What you are asked to do: Repeat each of these records exactly.

= = = =

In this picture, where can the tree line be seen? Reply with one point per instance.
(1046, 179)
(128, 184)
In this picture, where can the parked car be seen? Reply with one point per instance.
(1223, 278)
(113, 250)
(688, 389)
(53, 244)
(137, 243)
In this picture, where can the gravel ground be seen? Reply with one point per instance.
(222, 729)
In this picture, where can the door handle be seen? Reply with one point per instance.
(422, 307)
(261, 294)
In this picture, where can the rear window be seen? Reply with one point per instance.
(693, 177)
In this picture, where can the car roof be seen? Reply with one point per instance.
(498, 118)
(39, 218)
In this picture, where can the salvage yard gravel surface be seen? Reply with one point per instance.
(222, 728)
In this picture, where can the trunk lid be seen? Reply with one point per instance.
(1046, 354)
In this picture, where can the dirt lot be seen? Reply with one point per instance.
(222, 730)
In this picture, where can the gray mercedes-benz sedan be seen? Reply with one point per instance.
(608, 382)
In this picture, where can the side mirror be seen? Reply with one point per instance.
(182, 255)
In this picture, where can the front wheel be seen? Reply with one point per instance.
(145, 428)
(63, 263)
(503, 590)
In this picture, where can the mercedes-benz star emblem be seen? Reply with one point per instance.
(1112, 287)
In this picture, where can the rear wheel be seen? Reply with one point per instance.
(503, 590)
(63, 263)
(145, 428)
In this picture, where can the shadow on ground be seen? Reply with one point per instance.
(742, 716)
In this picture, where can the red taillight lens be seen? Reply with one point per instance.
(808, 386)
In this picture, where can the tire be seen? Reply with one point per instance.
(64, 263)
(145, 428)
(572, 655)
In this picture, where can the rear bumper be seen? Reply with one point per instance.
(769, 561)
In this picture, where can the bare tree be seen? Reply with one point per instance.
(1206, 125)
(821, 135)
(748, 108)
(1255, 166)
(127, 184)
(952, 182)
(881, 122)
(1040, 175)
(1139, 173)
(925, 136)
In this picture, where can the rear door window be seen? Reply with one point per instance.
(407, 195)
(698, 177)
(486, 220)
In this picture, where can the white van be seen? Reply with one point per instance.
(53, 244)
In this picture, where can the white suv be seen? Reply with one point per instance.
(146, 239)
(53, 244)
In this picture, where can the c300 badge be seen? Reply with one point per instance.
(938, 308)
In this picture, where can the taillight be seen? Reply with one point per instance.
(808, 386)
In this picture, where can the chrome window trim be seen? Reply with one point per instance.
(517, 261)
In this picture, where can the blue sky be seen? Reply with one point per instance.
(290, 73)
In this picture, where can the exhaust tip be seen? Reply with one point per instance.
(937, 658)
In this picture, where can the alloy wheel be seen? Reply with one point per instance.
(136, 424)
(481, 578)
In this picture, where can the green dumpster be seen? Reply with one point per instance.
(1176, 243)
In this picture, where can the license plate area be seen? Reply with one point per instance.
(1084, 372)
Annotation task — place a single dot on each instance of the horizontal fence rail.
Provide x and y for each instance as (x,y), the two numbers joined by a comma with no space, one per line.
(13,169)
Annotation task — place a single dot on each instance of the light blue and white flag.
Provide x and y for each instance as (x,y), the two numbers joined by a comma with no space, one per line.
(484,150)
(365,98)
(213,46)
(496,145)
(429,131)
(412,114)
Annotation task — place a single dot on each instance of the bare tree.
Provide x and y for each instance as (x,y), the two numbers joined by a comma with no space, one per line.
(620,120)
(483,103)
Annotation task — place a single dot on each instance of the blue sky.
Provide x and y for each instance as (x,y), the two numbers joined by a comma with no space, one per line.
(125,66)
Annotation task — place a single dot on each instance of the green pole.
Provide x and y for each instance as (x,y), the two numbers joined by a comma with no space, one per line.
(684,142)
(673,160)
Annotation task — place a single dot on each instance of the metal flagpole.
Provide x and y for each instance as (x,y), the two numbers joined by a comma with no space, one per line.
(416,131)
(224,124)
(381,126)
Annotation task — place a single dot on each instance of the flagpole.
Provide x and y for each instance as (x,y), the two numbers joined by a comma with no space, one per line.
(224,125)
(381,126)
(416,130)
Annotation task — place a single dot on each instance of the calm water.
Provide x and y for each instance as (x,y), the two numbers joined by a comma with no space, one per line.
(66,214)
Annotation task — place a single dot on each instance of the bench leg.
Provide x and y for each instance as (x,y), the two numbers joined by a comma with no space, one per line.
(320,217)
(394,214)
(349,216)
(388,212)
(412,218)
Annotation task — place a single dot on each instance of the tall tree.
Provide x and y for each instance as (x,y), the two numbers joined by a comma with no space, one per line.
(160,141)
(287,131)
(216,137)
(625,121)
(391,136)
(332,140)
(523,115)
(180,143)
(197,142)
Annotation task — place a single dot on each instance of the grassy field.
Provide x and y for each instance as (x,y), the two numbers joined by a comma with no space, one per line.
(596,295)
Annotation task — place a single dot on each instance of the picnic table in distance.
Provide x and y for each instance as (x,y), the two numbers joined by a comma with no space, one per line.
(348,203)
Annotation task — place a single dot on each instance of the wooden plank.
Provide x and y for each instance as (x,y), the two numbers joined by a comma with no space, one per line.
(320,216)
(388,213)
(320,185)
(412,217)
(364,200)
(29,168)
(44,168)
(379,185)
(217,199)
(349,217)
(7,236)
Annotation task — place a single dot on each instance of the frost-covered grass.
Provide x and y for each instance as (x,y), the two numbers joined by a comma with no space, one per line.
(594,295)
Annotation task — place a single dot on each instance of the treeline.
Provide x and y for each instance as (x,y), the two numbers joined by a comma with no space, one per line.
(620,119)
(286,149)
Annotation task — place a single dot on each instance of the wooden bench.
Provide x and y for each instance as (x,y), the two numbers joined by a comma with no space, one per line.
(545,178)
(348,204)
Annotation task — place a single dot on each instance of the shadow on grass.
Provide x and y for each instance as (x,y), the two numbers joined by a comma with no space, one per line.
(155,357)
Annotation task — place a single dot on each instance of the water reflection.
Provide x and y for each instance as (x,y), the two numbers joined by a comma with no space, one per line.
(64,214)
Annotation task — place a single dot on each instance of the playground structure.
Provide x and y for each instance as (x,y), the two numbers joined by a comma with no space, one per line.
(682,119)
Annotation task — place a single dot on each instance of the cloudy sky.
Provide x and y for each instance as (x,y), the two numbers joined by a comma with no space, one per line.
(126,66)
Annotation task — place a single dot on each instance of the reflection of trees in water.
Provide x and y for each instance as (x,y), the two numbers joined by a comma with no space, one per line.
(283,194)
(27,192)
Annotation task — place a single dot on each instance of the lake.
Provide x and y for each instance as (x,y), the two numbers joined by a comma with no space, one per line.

= = = =

Result of the exercise:
In this picture, where can the tree line be seen? Reply with one point per instance.
(1046, 179)
(128, 184)
In this picture, where can the parked car be seen? Reply with one point per instance.
(1223, 278)
(113, 250)
(688, 389)
(53, 244)
(137, 243)
In this picture, where can the gravel ground be seen? Reply with one point per instance.
(222, 729)
In this picture, where can the door handle be seen? Reply with one point per instance.
(422, 307)
(261, 294)
In this picture, where can the rear window be seen? Reply with one point per instance.
(693, 177)
In this picture, where can the car roof be seen? Reply with one point per instance.
(498, 118)
(39, 218)
In this picture, where can the salvage yard gravel surface be seen? Reply with one point per instance.
(222, 728)
In this picture, where can the trunk lid be seen? Reply with one point per instance.
(1046, 354)
In this picture, where can the dirt lot be seen? Reply with one point per instance.
(222, 730)
In this picture, where can the gray mercedes-benz sedan be seen? Reply with one point per instance.
(608, 382)
In this picture, where can the side mirror be seen? Reply with one point per instance.
(182, 255)
In this picture, where can the front wheel be seen? Reply with one point per instance.
(145, 428)
(63, 263)
(503, 590)
In this picture, where can the mercedes-benz star emblem be seen? Reply with one point per instance.
(1112, 287)
In this picture, where can the rear wheel be seen? Reply with one point per instance.
(503, 590)
(63, 263)
(145, 428)
In this picture, where can the shadow on ground be seen? Reply with one point per instance.
(742, 716)
In this picture, where can the red taillight lens be seen? Reply with one point per instance.
(808, 386)
In this picture, where can the tire be seen? Reply with one point per instance.
(64, 263)
(145, 428)
(572, 655)
In this picture, where can the rear bumper be seen? Reply with one point per instance.
(769, 561)
In this picture, where can the bare tree be seen? Reply with one point per instance.
(1206, 125)
(821, 135)
(748, 108)
(1255, 166)
(127, 184)
(952, 182)
(881, 122)
(1040, 175)
(1139, 173)
(925, 136)
In this picture, where can the rear door window be seen? Reply with one point per instance.
(407, 195)
(698, 177)
(486, 220)
In this picture, where can the white van be seen? Reply with one point per instance.
(53, 244)
In this picture, where can the white suv be seen? Reply with one point per instance.
(146, 239)
(53, 244)
In this picture, where can the c300 badge be seen? Reply with one point per instance.
(938, 308)
In this picture, where can the taillight be seen? Reply with one point per instance.
(808, 386)
In this picture, where can the chrome window trim be seen? Reply with one point per instance.
(517, 261)
In this picture, where can the blue sky be seen? Reply with one point per instance.
(290, 73)
In this picture, where can the exhaust tip be seen? Reply with one point per instance.
(937, 658)
In this picture, where can the alloy wheel be seen? Reply with one point per instance.
(136, 424)
(481, 578)
In this picture, where can the green dumpster be seen? Reply with one point per instance.
(1176, 243)
In this picture, where can the license plate area be seen? Reply with one point per instance.
(1084, 372)
Annotation task — place a single dot on each instance of the horizontal fence rail.
Provide x and y for each instance as (x,y), the two numbers joined by a comma with no space, one per line.
(13,169)
Annotation task — place a single dot on each instance of the light blue and white flag.
Provide x and y for each instance as (x,y), the two numbers joined by a comma with no space, one per line.
(484,150)
(365,98)
(213,46)
(496,145)
(429,131)
(412,114)
Annotation task — place a single dot on each instance of the bare tree.
Provide x and y for each instance as (x,y), the two numbers joined by a comma with no space, one per line.
(620,120)
(483,103)
Annotation task — place a single dot on each instance of the blue sky.
Provide x and y for each instance as (x,y), the two numbers joined by a comma with no space, one per line.
(125,66)
Annotation task — place a single dot on each instance of the green pole.
Provide x and y for each instance as (x,y), the two numbers joined by a comma with no space, one per line.
(684,142)
(673,160)
Annotation task — place a single dot on each instance of the metal flagpole.
Provide x and y for each instance as (x,y), the two numbers joined by a comma with no space, one per line.
(416,131)
(224,124)
(381,126)
Annotation task — place a single dot on each instance of the flagpole.
Provide x and y for each instance as (x,y), the two numbers joined by a comma with no space, one per line.
(224,125)
(381,126)
(416,130)
Annotation task — place a single dot on each instance of the calm water.
Provide x and y for each instance as (x,y), the two numbers joined by a comma with no space, one per line.
(66,214)
Annotation task — place a single dot on each instance of the bench leg.
Provide x and y for each instance as (x,y), the two numbers joined by a comma with no space, one per line.
(320,217)
(394,214)
(349,216)
(388,212)
(412,218)
Annotation task — place a single dot on each instance of the tall tree.
Provide x and y for each instance as (x,y), the two numbers joined by a comma with no space, one per line.
(160,141)
(287,131)
(216,137)
(625,121)
(391,136)
(332,140)
(523,115)
(180,143)
(197,142)
Annotation task — place a single dot on each instance of the grassy field.
Provide x and y for each instance as (x,y), the two numbers joined by a comma with no space, one per line.
(596,295)
Annotation task — place a single dot on each instance of the picnic table in distance.
Provide x and y for each instance as (x,y), the two numbers joined by a comma with no space, one per line.
(348,203)
Annotation task — place a single dot on each instance of the wooden plank.
Provide x and y for each instance as (x,y), the two numbers joined by a comma with no space, one per line.
(320,216)
(388,213)
(320,185)
(412,217)
(364,200)
(29,168)
(44,168)
(379,185)
(217,199)
(349,217)
(7,236)
Annotation task — place a single dot on each instance of the frost-covered grass.
Provide x and y for each instance as (x,y), the two numbers joined by a comma with no space, one per line.
(594,295)
Annotation task — place a single dot on each instance of the treeline.
Provide x and y for each instance as (x,y), the two numbers joined by a comma with no space, one per line.
(620,119)
(286,149)
Annotation task — place a single dot on each instance of the wooden bench.
Provide x and y for each instance as (x,y), the two numbers joined by a comma with no space, one per line.
(545,178)
(348,204)
Annotation task — place a single dot on each instance of the shadow on grass.
Provide x and y for each instance as (x,y), the two numbers joined by a comma with no space, one per line.
(155,357)
Annotation task — place a single dot on each instance of the water reflection.
Provide x and y for each instance as (x,y), the two numbers joined by a comma with no space, one per line.
(64,214)
Annotation task — place a single dot on each instance of the playground structure.
Provide x and y for each instance as (x,y), the two numbers joined by a comma with no space, one per line.
(682,119)
Annotation task — place a single dot on each instance of the cloudy sky.
Provide x and y for each instance as (x,y), the two numbers joined by a comma with no space, one per line.
(126,66)
Annotation task — place a single dot on each instance of the reflection of trees in water.
Provide x and y for each instance as (x,y), the two numbers joined by a comma with no space, one per line.
(283,194)
(27,192)
Annotation task — place a single dot on each instance of the lake.
Provide x and y for each instance as (x,y), the two numbers joined by a comma with no space, one per line.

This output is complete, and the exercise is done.